About this exercise: Scan the records for "below". Report each line that includes it.

======== Supplied information

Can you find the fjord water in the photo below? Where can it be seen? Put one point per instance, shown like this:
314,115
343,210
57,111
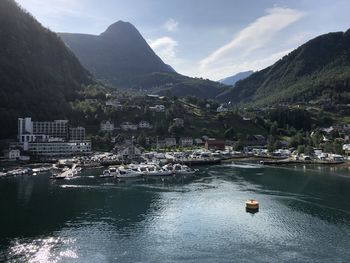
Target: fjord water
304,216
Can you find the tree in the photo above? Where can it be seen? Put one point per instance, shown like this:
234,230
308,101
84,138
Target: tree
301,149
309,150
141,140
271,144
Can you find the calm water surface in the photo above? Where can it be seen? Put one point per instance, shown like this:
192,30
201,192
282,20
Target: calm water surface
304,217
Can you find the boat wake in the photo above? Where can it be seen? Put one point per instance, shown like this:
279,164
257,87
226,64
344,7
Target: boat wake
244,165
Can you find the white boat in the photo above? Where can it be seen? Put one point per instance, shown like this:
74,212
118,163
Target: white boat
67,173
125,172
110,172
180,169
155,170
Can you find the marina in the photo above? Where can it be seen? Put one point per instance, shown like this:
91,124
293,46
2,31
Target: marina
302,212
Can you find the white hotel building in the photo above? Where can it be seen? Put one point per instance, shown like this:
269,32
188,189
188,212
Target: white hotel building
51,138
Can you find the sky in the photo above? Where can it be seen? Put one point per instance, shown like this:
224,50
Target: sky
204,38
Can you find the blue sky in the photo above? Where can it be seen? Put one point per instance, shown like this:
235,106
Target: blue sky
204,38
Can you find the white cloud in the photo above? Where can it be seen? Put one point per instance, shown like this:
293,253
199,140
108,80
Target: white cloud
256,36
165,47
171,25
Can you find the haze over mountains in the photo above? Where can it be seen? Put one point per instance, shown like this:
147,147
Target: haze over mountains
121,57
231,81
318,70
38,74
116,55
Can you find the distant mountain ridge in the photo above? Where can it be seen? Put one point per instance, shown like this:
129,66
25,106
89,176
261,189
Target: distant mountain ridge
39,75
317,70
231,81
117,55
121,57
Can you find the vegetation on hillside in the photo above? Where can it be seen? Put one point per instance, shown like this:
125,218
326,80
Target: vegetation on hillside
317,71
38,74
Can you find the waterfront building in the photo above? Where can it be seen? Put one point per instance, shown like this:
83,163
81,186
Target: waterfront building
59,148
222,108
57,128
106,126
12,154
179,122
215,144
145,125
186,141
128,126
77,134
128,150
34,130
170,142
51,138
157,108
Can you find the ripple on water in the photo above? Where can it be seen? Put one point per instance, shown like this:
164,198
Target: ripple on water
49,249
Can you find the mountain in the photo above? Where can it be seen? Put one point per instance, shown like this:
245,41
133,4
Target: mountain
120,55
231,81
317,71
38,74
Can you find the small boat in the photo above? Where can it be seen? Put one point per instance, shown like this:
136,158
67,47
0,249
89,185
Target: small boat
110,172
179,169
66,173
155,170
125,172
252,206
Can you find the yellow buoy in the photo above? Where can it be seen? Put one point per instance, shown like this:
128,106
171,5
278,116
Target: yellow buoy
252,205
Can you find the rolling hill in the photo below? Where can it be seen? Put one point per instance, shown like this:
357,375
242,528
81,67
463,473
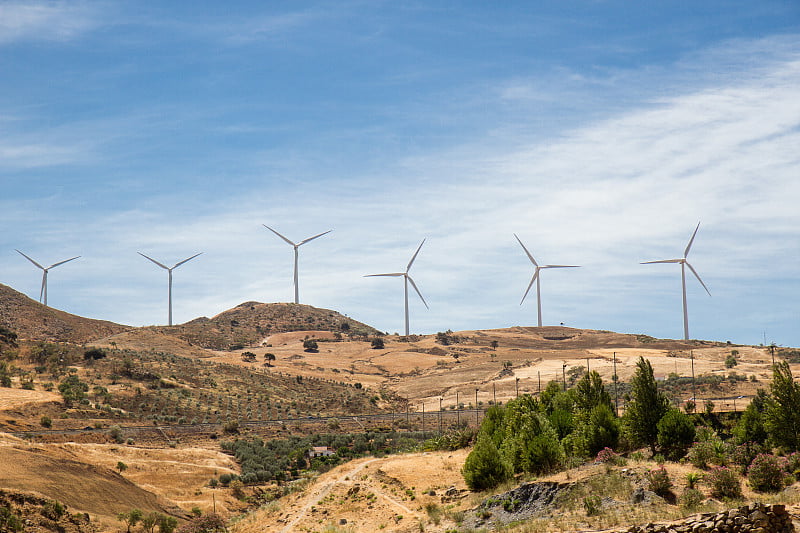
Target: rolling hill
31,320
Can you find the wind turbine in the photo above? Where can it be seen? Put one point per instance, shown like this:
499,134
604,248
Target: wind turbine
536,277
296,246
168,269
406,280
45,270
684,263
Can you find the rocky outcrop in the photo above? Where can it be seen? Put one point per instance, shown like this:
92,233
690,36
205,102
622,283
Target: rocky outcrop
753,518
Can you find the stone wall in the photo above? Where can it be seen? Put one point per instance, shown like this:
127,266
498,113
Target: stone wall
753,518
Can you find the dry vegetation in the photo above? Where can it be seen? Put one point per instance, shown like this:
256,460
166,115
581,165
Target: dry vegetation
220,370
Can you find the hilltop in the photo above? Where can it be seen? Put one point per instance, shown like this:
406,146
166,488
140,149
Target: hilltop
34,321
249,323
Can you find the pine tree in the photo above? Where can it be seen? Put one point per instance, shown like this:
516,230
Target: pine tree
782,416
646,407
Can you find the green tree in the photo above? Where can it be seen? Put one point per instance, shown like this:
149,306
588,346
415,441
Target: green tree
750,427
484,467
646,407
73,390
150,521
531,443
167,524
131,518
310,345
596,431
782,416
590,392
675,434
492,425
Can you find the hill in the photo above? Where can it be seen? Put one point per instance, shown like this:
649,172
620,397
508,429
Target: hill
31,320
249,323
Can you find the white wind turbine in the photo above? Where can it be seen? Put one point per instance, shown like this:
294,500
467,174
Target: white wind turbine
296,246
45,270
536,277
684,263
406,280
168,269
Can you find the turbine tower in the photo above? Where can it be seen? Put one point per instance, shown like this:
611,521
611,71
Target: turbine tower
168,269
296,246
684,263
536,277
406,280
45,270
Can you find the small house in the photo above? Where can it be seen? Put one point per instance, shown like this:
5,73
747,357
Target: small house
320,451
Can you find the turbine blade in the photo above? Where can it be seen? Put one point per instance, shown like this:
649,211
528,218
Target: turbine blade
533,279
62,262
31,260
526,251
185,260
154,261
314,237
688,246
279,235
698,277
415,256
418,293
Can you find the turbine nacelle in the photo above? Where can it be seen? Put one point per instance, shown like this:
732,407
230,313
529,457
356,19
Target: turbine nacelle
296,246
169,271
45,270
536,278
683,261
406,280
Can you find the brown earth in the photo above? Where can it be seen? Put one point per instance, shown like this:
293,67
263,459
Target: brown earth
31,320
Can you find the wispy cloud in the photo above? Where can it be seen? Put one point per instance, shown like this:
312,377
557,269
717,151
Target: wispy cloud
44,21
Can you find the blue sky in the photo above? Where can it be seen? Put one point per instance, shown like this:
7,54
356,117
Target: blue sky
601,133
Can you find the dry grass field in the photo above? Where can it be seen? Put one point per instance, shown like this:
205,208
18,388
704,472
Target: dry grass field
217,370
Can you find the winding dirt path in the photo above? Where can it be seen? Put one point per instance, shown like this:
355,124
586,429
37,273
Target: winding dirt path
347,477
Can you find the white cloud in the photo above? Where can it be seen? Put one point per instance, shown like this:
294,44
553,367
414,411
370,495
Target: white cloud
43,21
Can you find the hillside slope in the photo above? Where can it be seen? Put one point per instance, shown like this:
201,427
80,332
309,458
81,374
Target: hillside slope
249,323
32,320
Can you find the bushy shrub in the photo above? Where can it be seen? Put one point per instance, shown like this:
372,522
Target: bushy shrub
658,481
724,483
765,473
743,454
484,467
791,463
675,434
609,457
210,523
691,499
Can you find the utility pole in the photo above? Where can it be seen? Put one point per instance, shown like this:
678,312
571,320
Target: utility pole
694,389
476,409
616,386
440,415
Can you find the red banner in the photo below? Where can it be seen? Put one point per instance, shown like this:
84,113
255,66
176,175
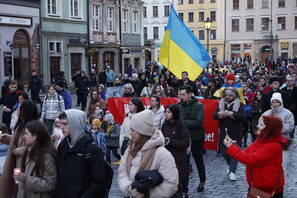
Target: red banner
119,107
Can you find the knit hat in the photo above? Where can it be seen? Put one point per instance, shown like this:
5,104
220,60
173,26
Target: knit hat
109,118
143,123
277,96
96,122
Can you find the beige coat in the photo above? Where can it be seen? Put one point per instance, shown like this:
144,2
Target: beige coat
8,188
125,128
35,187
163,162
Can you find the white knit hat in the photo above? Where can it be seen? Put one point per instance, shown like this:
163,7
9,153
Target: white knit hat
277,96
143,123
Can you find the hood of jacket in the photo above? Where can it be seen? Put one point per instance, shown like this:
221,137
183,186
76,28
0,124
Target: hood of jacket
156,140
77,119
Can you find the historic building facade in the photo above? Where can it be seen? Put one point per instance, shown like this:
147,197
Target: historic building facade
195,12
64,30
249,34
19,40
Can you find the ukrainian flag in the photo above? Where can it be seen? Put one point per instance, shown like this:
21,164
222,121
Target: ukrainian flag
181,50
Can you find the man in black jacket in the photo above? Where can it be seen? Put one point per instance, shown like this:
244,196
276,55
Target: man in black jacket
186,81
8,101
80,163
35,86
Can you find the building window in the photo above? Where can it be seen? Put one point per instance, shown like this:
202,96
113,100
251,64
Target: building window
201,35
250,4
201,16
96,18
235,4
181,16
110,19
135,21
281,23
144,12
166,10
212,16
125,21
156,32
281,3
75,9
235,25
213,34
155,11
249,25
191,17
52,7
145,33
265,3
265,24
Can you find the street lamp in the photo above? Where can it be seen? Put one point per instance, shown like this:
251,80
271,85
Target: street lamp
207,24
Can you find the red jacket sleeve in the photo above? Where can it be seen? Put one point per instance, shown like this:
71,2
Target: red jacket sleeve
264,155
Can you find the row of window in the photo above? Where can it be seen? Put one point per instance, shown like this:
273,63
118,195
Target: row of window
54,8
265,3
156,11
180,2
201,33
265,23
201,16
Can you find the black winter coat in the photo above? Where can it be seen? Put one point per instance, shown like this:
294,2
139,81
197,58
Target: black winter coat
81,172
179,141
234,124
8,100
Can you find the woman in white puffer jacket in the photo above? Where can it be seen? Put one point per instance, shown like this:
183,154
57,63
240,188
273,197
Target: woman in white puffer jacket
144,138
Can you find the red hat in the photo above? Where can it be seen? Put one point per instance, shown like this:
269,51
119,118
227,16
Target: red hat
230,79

================
======== Supplied information

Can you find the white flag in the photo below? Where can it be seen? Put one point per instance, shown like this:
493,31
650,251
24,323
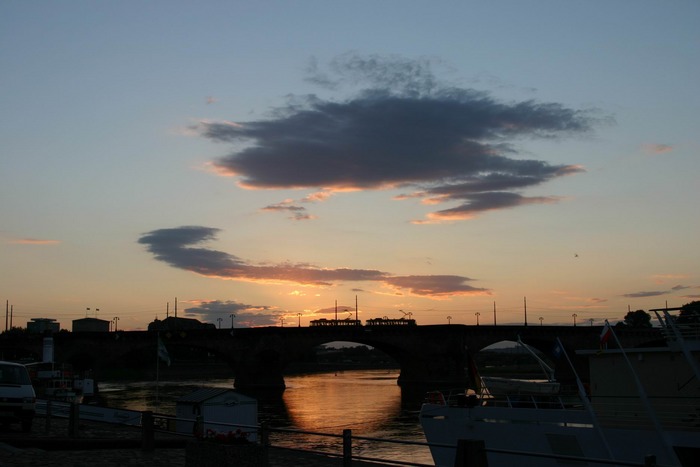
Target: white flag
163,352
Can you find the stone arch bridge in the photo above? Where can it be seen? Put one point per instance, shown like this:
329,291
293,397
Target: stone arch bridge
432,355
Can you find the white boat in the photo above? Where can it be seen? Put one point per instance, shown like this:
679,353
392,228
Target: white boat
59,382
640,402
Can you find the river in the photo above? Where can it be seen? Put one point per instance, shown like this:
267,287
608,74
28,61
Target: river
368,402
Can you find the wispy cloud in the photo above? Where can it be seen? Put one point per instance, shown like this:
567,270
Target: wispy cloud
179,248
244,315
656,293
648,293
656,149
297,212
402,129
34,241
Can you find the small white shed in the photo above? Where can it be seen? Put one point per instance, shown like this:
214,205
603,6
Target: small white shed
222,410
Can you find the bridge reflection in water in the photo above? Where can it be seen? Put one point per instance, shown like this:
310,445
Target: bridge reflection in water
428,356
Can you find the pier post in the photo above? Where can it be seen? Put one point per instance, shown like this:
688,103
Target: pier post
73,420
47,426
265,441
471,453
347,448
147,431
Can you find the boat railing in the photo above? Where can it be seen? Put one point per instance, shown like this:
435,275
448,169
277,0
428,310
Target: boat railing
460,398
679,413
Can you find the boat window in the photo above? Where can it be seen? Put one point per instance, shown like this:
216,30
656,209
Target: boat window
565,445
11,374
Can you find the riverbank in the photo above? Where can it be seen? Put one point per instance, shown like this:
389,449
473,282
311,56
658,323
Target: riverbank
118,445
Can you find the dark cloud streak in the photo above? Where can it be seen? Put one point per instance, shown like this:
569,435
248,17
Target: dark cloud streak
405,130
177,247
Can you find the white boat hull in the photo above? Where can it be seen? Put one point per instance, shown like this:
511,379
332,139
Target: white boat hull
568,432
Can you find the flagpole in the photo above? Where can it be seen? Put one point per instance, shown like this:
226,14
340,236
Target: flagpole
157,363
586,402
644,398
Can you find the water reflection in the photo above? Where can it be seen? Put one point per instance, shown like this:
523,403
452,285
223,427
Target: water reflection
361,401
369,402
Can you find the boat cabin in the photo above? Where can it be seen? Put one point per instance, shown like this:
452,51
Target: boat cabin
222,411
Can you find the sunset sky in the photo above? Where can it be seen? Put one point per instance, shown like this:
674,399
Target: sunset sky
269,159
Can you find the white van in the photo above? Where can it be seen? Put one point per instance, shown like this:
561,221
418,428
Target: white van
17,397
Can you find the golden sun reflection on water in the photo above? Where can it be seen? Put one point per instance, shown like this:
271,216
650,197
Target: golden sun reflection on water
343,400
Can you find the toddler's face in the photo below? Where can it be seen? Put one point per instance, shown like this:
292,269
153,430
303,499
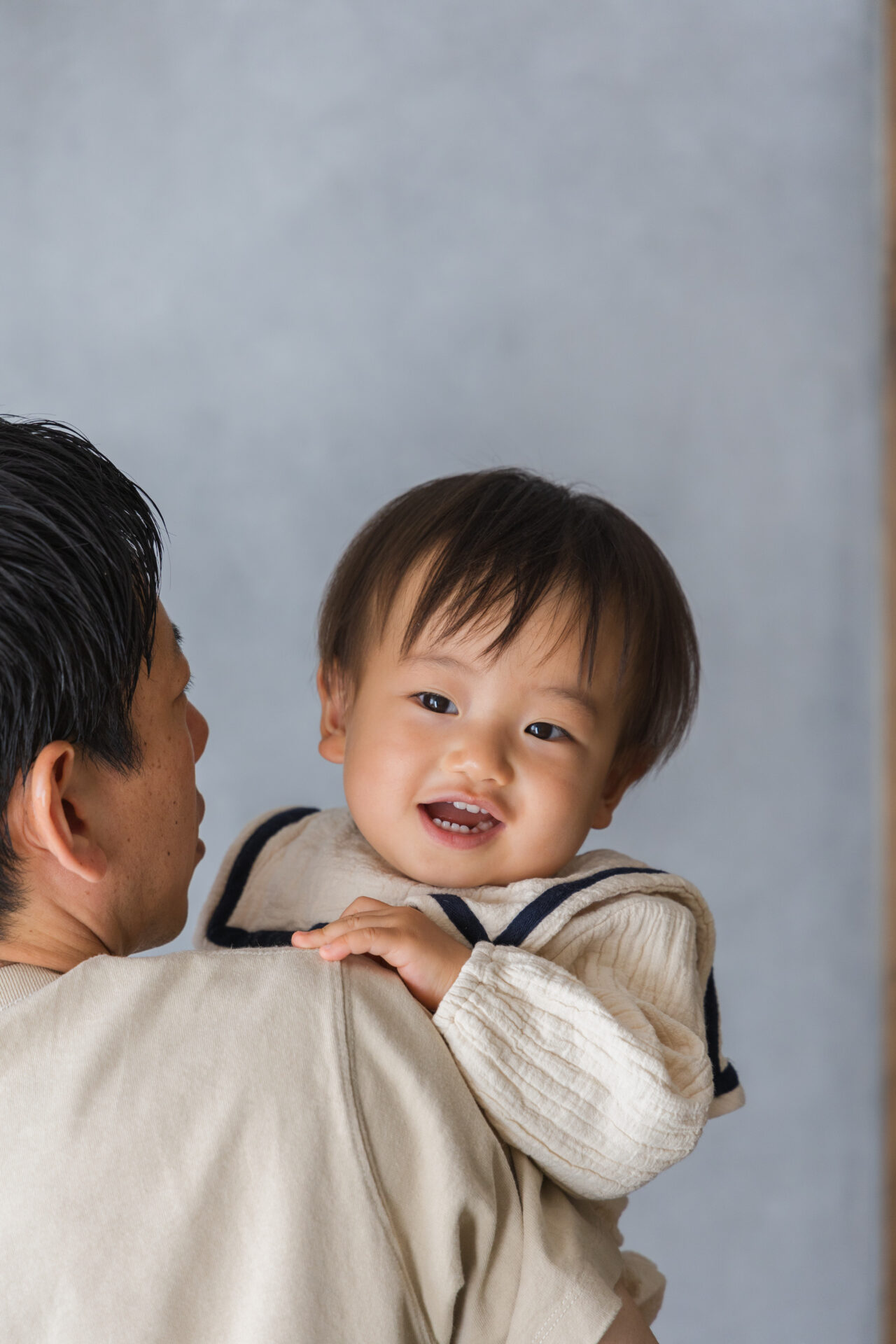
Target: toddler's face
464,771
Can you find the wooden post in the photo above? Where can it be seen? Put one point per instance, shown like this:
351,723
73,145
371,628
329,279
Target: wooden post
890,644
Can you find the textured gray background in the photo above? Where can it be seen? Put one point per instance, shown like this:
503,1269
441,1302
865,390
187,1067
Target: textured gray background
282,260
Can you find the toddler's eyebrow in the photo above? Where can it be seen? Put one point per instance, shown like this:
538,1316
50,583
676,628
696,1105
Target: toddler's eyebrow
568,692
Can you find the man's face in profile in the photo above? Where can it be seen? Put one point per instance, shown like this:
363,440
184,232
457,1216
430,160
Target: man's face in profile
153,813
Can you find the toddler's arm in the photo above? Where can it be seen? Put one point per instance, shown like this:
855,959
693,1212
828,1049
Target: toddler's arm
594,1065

================

Answer section:
Can you find the fjord water in the photo below? Where can it be seen? Put one point per instance, shown like this:
Can you find the rolling hill in the photo below? Where can it be seen? Put one point per instance, shown like this:
Can you find the red banner in the photo below? Where can it be seen? Put one point per instance, shown like this:
Can you find the white flag in the photo below? Where can it be seen? Put one point per instance, shown like this:
Can you find the toddler's face in the photo below? Where can it be seen? Put one point per instance, shown like this:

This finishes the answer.